## WHAT IS ASKED
Pick out and copy every line in the records that contains the string "building". Match case exactly.

## DATA LISTING
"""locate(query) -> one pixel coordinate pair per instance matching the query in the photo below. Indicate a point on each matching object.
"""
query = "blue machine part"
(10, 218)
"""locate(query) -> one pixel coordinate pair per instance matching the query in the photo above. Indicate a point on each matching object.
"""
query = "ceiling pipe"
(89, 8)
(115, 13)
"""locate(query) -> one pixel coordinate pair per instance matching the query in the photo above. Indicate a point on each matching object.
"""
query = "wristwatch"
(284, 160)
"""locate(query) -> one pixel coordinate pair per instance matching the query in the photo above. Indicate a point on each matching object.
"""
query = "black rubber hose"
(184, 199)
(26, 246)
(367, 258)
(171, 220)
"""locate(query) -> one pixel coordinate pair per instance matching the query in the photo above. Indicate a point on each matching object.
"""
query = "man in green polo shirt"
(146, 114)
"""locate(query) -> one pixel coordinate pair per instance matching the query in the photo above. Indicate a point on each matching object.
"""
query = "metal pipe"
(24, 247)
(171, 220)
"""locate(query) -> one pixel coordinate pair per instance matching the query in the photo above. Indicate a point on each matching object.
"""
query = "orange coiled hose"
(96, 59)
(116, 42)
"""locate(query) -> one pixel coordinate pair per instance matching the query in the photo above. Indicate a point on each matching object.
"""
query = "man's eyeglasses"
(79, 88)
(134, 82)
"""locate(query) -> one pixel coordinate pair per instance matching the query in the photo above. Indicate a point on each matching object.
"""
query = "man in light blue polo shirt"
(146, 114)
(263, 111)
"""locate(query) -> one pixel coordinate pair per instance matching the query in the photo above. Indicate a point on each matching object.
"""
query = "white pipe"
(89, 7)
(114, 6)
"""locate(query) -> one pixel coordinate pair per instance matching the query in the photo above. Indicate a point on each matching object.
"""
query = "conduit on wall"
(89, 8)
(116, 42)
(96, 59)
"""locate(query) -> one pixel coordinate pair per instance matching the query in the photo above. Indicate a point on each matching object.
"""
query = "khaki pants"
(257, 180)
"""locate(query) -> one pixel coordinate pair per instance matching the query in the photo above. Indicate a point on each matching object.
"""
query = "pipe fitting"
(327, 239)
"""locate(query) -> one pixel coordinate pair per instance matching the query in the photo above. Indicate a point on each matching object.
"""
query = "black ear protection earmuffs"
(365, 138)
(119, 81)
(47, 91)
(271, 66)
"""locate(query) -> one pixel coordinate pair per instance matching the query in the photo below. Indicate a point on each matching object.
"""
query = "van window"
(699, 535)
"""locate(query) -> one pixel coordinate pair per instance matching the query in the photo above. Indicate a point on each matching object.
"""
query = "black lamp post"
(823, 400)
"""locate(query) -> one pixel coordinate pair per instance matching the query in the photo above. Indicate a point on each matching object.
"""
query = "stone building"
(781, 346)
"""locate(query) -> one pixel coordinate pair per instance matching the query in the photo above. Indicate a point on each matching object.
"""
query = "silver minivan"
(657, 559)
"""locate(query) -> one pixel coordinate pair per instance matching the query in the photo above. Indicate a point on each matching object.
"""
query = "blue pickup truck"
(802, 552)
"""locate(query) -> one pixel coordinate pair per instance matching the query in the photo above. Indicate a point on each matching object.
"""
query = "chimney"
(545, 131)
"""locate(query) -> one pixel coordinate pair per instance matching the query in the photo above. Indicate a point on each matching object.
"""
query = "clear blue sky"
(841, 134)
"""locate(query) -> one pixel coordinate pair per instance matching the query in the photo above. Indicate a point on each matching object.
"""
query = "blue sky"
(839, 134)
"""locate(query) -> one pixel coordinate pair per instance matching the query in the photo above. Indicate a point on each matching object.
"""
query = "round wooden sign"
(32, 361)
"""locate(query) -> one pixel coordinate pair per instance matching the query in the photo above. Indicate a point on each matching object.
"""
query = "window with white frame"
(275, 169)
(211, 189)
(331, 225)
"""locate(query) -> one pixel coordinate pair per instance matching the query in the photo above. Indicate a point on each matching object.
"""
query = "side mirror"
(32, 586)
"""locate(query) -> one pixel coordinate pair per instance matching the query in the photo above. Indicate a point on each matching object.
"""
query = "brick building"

## EXERCISE OUTPUT
query = "stone building"
query = "brick building"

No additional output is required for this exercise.